(Selected passage)
By Justin Charles G. See, PARR Fellow
“The floods swept away everything we had – even our dreams and our future.”
This was the testimony of Maricel, a resident of Barangay Tumana, Marikina City, at the end of our key informant interview. I was accompanied by my field interviewers in a visit to the communities living under the Tumana bridge, a flood-prone area just beside the Marikina River in the Philippines.
Our team went to Bgy. Tumana, Marikina City (a flood-prone community beside the Marikina River)
Our team wanted to know more about the experiences of loss and damage from the community members themselves. The questions we prepared were supposedly simple and straightforward – we wanted to know how many pesos they lose / spend every time their particular area gets flooded after a typhoon. But the responses they gave were much more complex. They incurred losses and damages that they cannot easily quantify in pesos. In climate change literature, these are called non-economic losses and damages, or NELD.
What were these losses that were difficult to quantify?
The residents we talked to reported about the significant impact of floods on their health. Most of them, especially the children, complained of respiratory illnesses and diarrhoea after every typhoon. Some of the adults got diagnosed with leptospirosis – a disease caused by bacteria usually carried by rats. These illnesses hampered the ability of the respondents to be productive in work or in school. Worse, a number were forced to stay home in order to recover.
(End Selected passage)
(Data excerpts)
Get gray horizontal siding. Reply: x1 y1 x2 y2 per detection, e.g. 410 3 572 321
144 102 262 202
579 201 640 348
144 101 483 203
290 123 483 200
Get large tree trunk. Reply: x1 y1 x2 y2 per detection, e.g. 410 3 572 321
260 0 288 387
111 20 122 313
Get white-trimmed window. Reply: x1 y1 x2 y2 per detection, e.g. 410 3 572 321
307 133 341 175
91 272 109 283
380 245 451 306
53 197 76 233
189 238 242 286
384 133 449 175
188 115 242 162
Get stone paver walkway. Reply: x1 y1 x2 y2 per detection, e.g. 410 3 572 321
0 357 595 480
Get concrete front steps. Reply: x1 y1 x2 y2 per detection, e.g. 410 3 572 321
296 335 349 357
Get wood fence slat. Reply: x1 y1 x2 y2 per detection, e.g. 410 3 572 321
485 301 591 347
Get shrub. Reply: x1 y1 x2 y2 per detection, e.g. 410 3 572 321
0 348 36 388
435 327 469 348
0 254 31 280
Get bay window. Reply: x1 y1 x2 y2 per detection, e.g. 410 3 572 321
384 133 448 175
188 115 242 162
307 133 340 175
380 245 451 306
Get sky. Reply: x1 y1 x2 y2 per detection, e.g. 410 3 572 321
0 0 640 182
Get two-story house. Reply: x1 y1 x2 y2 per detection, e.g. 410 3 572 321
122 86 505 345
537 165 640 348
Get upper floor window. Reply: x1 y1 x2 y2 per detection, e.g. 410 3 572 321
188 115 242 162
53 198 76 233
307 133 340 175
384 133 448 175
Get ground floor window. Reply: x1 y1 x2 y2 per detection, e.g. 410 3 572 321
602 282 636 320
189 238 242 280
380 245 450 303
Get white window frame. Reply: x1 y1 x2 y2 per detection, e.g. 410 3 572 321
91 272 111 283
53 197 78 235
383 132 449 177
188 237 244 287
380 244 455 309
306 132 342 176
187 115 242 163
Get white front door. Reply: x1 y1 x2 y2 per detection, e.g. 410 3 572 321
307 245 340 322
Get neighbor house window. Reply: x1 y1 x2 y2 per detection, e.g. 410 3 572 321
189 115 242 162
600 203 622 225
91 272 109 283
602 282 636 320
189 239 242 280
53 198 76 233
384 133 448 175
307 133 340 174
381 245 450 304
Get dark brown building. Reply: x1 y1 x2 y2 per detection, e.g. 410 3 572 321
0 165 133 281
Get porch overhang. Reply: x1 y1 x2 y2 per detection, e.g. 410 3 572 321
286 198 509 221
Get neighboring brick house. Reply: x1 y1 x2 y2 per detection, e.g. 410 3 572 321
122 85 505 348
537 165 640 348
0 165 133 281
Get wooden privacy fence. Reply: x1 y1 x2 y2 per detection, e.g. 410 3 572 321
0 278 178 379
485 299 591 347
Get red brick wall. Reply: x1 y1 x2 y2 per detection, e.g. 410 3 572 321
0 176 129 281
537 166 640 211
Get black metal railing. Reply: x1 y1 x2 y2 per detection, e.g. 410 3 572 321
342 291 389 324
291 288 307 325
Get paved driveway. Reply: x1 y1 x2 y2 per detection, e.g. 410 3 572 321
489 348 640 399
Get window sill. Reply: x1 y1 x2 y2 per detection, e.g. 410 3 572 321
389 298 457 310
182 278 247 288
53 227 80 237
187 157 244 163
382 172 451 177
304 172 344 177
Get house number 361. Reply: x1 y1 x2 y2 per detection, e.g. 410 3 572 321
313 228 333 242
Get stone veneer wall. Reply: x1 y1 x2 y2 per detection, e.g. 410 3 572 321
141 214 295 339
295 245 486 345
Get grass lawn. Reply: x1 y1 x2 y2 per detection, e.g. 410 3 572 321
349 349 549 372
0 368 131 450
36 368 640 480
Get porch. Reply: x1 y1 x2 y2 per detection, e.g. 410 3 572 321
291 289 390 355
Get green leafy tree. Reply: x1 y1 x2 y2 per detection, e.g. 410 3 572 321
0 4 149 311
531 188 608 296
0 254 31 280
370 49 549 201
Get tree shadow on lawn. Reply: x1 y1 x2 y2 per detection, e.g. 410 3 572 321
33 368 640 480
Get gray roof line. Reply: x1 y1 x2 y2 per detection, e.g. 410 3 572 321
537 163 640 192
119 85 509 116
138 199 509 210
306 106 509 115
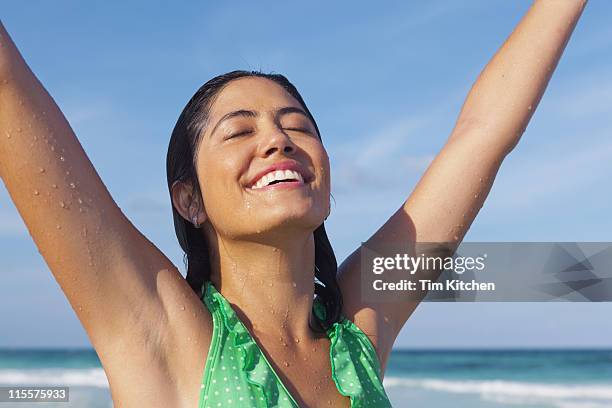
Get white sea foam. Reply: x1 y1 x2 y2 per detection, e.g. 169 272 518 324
0 368 108 388
384 377 612 408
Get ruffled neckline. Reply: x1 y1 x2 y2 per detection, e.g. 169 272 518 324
202 281 363 407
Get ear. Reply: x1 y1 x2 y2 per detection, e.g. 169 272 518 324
172 181 207 225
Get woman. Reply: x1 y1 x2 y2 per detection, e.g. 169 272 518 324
0 0 586 407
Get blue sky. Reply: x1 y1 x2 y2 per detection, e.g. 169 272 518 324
0 0 612 347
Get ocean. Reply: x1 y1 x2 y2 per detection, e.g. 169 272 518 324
0 349 612 408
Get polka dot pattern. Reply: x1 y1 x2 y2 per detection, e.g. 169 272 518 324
198 281 391 408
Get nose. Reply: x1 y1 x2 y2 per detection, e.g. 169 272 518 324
262 127 296 157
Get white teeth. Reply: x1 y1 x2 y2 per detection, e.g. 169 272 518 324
252 170 304 190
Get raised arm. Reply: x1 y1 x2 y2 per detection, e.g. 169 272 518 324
339 0 586 372
0 20 206 394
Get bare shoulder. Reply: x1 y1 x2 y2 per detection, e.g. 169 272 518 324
338 248 396 375
96 269 212 407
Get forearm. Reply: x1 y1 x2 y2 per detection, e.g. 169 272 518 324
451 0 587 154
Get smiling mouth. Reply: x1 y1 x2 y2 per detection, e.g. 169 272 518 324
250 170 306 190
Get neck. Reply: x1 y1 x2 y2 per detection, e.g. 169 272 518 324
211 228 314 343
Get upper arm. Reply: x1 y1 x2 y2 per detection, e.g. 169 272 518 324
0 31 208 364
338 122 505 365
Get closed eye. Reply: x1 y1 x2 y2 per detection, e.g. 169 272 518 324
285 128 310 133
226 130 253 140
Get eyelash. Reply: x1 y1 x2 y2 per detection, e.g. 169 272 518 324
226 128 310 140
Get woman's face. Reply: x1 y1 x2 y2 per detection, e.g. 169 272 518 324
196 77 330 239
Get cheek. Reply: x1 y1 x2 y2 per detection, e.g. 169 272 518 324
198 154 244 207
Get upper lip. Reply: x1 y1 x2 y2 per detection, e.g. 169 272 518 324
247 160 312 188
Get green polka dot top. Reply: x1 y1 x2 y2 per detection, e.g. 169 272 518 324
198 281 391 408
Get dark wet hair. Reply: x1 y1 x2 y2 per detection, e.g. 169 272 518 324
166 71 342 332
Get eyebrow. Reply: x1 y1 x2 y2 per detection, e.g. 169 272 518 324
210 106 312 137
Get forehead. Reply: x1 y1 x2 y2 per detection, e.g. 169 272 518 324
209 77 302 121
(End Data excerpts)
— Exercise details —
Write out the full account of flood losses in Barangay Tumana word for word. The lines have no connection to the text.

— Result of the exercise —
By Justin Charles G. See, PARR Fellow
“The floods swept away everything we had – even our dreams and our future.”
This was the testimony of Maricel, a resident of Barangay Tumana, Marikina City, at the end of our key informant interview. I was accompanied by my field interviewers in a visit to the communities living under the Tumana bridge, a flood-prone area just beside the Marikina River in the Philippines.
Our team went to Bgy. Tumana, Marikina City (a flood-prone community beside the Marikina River)
Our team wanted to know more about the experiences of loss and damage from the community members themselves. The questions we prepared were supposedly simple and straightforward – we wanted to know how many pesos they lose / spend every time their particular area gets flooded after a typhoon. But the responses they gave were much more complex. They incurred losses and damages that they cannot easily quantify in pesos. In climate change literature, these are called non-economic losses and damages, or NELD.
What were these losses that were difficult to quantify?
The residents we talked to reported about the significant impact of floods on their health. Most of them, especially the children, complained of respiratory illnesses and diarrhoea after every typhoon. Some of the adults got diagnosed with leptospirosis – a disease caused by bacteria usually carried by rats. These illnesses hampered the ability of the respondents to be productive in work or in school. Worse, a number were forced to stay home in order to recover.